* **Work to do**
Write out the entries, please, from the line containing "find guinea pig's foot" through their final line, exactly and with nothing else.

[start of Supplied data]

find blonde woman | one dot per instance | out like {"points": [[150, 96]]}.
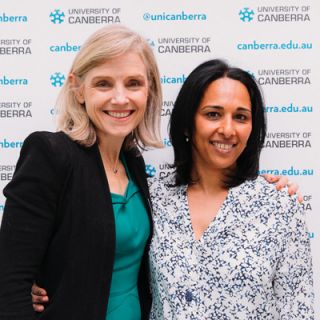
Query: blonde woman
{"points": [[77, 216]]}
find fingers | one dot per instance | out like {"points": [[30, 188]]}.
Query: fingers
{"points": [[37, 307], [37, 299], [282, 182], [271, 178], [37, 291]]}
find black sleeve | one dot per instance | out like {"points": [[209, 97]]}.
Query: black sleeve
{"points": [[27, 224]]}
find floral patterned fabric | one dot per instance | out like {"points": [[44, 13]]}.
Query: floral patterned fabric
{"points": [[252, 262]]}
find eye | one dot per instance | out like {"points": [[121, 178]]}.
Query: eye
{"points": [[134, 83], [242, 117], [213, 115], [103, 84]]}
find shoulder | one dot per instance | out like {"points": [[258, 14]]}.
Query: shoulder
{"points": [[262, 197], [51, 148], [54, 140], [163, 187]]}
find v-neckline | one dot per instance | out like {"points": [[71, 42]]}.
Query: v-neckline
{"points": [[218, 216]]}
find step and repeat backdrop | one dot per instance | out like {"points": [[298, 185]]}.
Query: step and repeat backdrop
{"points": [[276, 41]]}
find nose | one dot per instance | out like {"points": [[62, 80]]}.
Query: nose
{"points": [[227, 127], [119, 96]]}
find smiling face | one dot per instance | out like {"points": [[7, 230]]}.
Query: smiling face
{"points": [[222, 125], [115, 95]]}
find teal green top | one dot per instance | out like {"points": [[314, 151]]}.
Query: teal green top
{"points": [[132, 231]]}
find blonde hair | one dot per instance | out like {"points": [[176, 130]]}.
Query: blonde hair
{"points": [[107, 43]]}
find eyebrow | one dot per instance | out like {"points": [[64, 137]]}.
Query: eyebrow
{"points": [[139, 76], [243, 109]]}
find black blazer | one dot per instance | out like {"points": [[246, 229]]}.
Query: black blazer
{"points": [[58, 229]]}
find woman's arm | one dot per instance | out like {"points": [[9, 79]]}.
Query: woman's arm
{"points": [[281, 182], [293, 282], [27, 224]]}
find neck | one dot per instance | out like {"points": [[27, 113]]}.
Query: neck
{"points": [[110, 152], [208, 180]]}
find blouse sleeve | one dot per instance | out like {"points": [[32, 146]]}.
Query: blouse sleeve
{"points": [[293, 282], [27, 224]]}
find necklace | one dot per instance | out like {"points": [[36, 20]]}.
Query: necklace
{"points": [[116, 167]]}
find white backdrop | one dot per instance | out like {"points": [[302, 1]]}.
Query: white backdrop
{"points": [[277, 41]]}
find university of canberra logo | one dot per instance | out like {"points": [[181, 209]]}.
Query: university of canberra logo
{"points": [[57, 79], [57, 16], [246, 14]]}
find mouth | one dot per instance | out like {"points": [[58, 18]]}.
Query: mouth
{"points": [[223, 147], [119, 114]]}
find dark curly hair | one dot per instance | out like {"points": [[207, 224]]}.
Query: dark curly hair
{"points": [[183, 114]]}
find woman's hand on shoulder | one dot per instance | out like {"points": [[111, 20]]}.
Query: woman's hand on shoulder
{"points": [[281, 182], [39, 298]]}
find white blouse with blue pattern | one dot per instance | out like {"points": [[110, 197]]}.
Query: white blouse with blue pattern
{"points": [[252, 262]]}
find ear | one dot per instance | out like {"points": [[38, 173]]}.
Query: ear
{"points": [[76, 87]]}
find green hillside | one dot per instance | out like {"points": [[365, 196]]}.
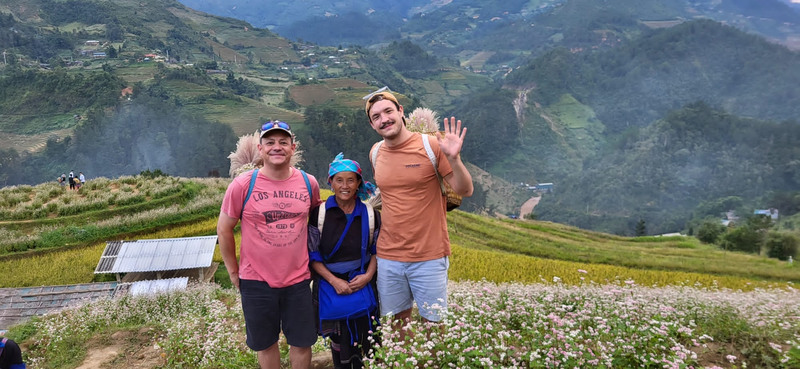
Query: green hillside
{"points": [[694, 155], [48, 220], [640, 81]]}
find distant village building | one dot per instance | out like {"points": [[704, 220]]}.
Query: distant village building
{"points": [[730, 217], [771, 212]]}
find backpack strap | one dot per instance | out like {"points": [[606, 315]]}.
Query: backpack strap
{"points": [[308, 185], [253, 177], [374, 154], [321, 217], [432, 156], [371, 220]]}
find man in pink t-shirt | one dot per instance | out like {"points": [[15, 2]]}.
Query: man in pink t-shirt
{"points": [[272, 273]]}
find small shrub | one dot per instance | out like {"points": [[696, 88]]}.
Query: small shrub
{"points": [[710, 231], [782, 245]]}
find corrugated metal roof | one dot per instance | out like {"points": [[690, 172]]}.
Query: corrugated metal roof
{"points": [[157, 255], [19, 304], [152, 286]]}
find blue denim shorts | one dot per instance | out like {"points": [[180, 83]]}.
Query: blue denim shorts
{"points": [[400, 284]]}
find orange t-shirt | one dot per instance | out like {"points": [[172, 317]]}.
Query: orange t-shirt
{"points": [[413, 214]]}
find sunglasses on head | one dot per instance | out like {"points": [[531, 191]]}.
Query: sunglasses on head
{"points": [[270, 125], [372, 95]]}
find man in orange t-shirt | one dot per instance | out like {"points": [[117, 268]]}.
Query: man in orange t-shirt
{"points": [[414, 247]]}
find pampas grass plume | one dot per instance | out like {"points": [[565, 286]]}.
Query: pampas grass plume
{"points": [[423, 120]]}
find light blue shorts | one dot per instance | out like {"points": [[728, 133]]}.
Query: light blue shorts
{"points": [[400, 284]]}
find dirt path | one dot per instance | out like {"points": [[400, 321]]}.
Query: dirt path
{"points": [[528, 206]]}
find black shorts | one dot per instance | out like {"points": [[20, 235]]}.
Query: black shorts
{"points": [[267, 310]]}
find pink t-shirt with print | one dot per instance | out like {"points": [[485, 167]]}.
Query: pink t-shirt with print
{"points": [[274, 227]]}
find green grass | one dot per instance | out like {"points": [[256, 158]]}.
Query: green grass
{"points": [[538, 240], [556, 241]]}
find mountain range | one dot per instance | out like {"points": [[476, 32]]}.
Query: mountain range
{"points": [[635, 110]]}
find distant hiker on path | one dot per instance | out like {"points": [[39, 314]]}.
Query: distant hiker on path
{"points": [[345, 263], [71, 180], [272, 275], [10, 355], [414, 247]]}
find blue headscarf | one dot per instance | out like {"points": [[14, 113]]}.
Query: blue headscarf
{"points": [[340, 164]]}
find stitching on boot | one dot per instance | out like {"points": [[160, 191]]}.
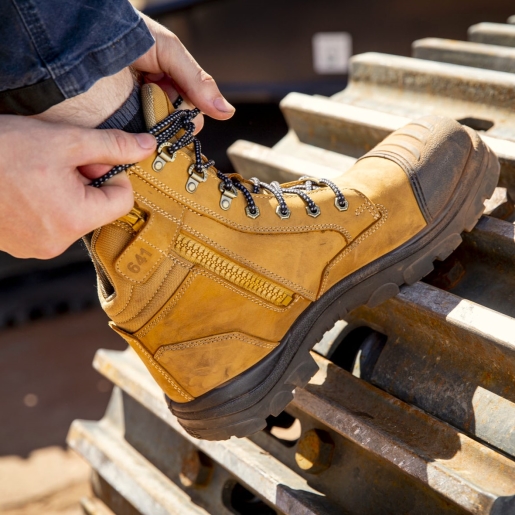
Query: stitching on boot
{"points": [[354, 244], [172, 303], [212, 339], [158, 288], [130, 249], [235, 289], [413, 178], [160, 369], [264, 271], [125, 305]]}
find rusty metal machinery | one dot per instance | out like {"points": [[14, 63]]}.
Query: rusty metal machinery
{"points": [[413, 409]]}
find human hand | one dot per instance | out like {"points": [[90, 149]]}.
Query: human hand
{"points": [[46, 202], [169, 64]]}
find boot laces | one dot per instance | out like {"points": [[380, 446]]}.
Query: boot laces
{"points": [[179, 120]]}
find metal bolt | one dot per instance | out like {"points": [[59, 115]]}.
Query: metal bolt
{"points": [[314, 452], [196, 470]]}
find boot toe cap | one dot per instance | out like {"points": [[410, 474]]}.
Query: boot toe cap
{"points": [[433, 151]]}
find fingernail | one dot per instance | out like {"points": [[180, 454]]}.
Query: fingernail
{"points": [[146, 141], [222, 105], [154, 77]]}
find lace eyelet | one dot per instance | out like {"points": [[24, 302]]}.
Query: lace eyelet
{"points": [[227, 196], [343, 207], [250, 214], [162, 157], [194, 179], [315, 213], [283, 216]]}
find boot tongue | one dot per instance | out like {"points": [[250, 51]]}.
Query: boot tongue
{"points": [[156, 104]]}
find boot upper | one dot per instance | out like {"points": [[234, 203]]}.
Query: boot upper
{"points": [[202, 293]]}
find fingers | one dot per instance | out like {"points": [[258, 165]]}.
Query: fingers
{"points": [[110, 146], [170, 56]]}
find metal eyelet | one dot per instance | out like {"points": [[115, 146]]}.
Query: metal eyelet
{"points": [[249, 212], [281, 215], [227, 196], [315, 213], [194, 179], [163, 157], [339, 207]]}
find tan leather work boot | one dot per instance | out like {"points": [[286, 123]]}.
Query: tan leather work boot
{"points": [[222, 285]]}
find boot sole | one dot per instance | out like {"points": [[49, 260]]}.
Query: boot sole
{"points": [[240, 406]]}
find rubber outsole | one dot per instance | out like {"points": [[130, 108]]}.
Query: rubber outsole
{"points": [[240, 407]]}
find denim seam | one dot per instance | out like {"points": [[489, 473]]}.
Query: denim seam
{"points": [[36, 30], [65, 74], [67, 80]]}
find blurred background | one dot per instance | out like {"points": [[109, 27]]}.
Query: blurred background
{"points": [[50, 320]]}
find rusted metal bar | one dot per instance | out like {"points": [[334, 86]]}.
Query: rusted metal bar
{"points": [[144, 486], [251, 159], [464, 53], [275, 483], [492, 34], [412, 87], [352, 131], [451, 357]]}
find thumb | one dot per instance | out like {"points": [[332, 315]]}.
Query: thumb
{"points": [[104, 205], [112, 147]]}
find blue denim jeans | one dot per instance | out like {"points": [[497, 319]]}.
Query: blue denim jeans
{"points": [[51, 50]]}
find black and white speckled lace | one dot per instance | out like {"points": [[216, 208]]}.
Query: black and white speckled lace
{"points": [[182, 120]]}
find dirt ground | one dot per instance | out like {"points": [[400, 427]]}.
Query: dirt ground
{"points": [[46, 381]]}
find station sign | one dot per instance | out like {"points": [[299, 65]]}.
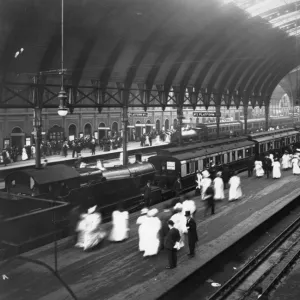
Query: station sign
{"points": [[204, 114], [139, 115]]}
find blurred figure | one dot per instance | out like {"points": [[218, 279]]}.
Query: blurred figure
{"points": [[258, 165], [235, 191], [192, 233], [179, 223], [141, 221], [219, 187], [171, 242], [152, 230], [285, 161], [205, 183], [90, 228], [209, 199], [276, 169], [120, 230]]}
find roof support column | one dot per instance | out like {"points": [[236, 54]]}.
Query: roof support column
{"points": [[218, 116], [124, 96], [267, 110], [245, 118], [37, 99], [179, 96]]}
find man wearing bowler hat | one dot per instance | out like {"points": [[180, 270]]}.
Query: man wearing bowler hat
{"points": [[192, 233]]}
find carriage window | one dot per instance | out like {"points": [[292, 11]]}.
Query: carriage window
{"points": [[206, 163], [240, 154], [183, 170], [247, 152], [233, 156], [261, 148], [192, 167]]}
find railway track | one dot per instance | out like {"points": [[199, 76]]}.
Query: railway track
{"points": [[265, 269]]}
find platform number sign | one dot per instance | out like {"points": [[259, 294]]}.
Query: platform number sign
{"points": [[171, 165]]}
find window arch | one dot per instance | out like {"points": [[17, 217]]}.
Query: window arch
{"points": [[102, 133], [72, 130], [114, 128], [157, 125], [88, 129], [175, 123], [148, 128], [17, 130], [166, 124], [138, 130]]}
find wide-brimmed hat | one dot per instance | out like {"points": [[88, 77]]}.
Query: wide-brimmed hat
{"points": [[144, 211], [152, 212], [92, 209], [205, 174]]}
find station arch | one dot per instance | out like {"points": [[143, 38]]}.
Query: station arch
{"points": [[167, 124], [72, 130], [115, 129], [157, 125], [88, 129], [102, 133], [17, 137]]}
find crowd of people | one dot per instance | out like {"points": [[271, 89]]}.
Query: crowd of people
{"points": [[272, 163]]}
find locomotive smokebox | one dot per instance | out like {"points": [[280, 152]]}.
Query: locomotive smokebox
{"points": [[138, 157]]}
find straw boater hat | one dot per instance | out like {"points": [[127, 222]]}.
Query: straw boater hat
{"points": [[144, 211], [205, 174], [178, 206], [92, 209], [152, 212]]}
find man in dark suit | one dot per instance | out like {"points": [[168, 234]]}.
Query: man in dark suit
{"points": [[250, 166], [172, 238], [164, 217], [267, 165], [209, 200], [177, 187], [258, 292], [147, 194], [192, 233]]}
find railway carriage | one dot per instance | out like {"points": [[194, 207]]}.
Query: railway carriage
{"points": [[277, 140], [170, 166]]}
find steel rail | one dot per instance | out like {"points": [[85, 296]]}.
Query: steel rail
{"points": [[229, 286]]}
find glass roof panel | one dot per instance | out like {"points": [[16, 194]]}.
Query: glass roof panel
{"points": [[284, 14]]}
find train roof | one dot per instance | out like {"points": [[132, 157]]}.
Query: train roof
{"points": [[50, 174], [194, 146], [274, 134], [205, 152]]}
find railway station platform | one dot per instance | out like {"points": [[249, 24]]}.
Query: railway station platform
{"points": [[86, 153], [118, 271]]}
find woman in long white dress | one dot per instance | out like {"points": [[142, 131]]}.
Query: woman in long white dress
{"points": [[205, 183], [153, 225], [235, 191], [285, 161], [295, 162], [179, 223], [120, 230], [219, 187], [276, 169], [258, 168], [141, 221], [24, 154], [92, 233]]}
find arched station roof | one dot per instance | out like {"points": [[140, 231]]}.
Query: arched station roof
{"points": [[186, 44]]}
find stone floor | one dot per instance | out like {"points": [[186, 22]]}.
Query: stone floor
{"points": [[118, 271]]}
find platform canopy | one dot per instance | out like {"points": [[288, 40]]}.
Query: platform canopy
{"points": [[165, 52]]}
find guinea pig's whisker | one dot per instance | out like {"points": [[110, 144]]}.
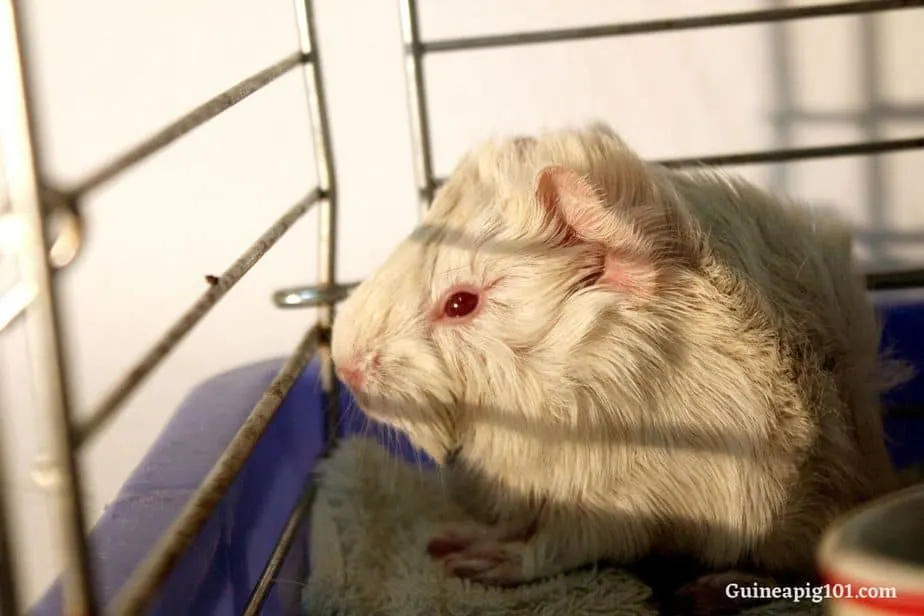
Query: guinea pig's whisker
{"points": [[290, 582]]}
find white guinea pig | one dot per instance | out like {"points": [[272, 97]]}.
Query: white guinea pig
{"points": [[611, 358]]}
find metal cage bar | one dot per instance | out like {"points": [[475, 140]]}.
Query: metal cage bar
{"points": [[146, 579], [187, 123], [219, 287], [49, 367], [699, 22], [415, 50], [34, 203]]}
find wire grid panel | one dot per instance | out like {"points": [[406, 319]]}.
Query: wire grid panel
{"points": [[416, 50], [43, 254]]}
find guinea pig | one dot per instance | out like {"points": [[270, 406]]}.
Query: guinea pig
{"points": [[608, 358]]}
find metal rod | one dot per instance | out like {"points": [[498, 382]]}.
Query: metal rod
{"points": [[280, 552], [117, 396], [317, 108], [10, 600], [667, 25], [312, 296], [327, 219], [195, 118], [902, 279], [792, 154], [43, 319], [144, 582], [417, 102]]}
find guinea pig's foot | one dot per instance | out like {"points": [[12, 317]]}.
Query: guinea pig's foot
{"points": [[493, 563], [457, 537], [716, 594]]}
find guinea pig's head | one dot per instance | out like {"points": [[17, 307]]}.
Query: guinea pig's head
{"points": [[502, 306]]}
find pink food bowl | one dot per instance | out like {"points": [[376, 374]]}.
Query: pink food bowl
{"points": [[872, 560]]}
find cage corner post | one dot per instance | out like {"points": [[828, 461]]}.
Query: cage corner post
{"points": [[415, 83], [42, 311], [327, 214]]}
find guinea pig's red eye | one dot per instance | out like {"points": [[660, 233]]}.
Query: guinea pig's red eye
{"points": [[460, 304]]}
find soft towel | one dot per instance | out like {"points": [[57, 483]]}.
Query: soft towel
{"points": [[371, 521]]}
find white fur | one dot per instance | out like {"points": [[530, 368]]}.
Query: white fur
{"points": [[693, 410], [369, 525]]}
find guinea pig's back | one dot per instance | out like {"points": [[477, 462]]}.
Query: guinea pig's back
{"points": [[800, 264]]}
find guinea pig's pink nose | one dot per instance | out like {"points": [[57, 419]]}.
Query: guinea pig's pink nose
{"points": [[351, 375]]}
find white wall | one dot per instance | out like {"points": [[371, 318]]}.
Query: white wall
{"points": [[111, 72]]}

[end of Supplied data]

* **Solution to this exercise**
find guinea pig's foot | one dot per instance | out like {"points": [[12, 317]]}.
Query: guinea pig's foot
{"points": [[493, 563], [457, 537], [716, 594]]}
find guinea pig's head | one dot per instance | out like {"points": [[17, 307]]}.
Query: guinea pig's head
{"points": [[502, 306]]}
find pink food bowl | one dot per instance | out like {"points": [[376, 374]]}.
Query: pink food bowl
{"points": [[872, 560]]}
find cage corner post | one dot per instance | out like {"points": [[828, 461]]}.
Query: cage corner post
{"points": [[415, 83], [42, 311], [327, 214]]}
find guinea pig's red eye | one dot per instance | out like {"points": [[660, 233]]}.
Query: guinea pig's red eye
{"points": [[460, 304]]}
find soft towel | one dot per instance | out like {"points": [[57, 483]]}.
Query: soft towel
{"points": [[371, 521]]}
find white fur | one dot per instance | out like {"points": [[530, 368]]}.
Query: white fur
{"points": [[693, 410], [369, 525]]}
find guinea pig's back | one dot per instance | out like {"points": [[477, 462]]}.
Query: guinea pig's back
{"points": [[800, 264]]}
find guinea pig's pink nose | one dot per instance | out like {"points": [[57, 419]]}.
Query: guinea pig's pink nose
{"points": [[351, 375]]}
find white wall | one dot per instance | out like {"points": [[371, 318]]}.
Query: white wall
{"points": [[111, 72]]}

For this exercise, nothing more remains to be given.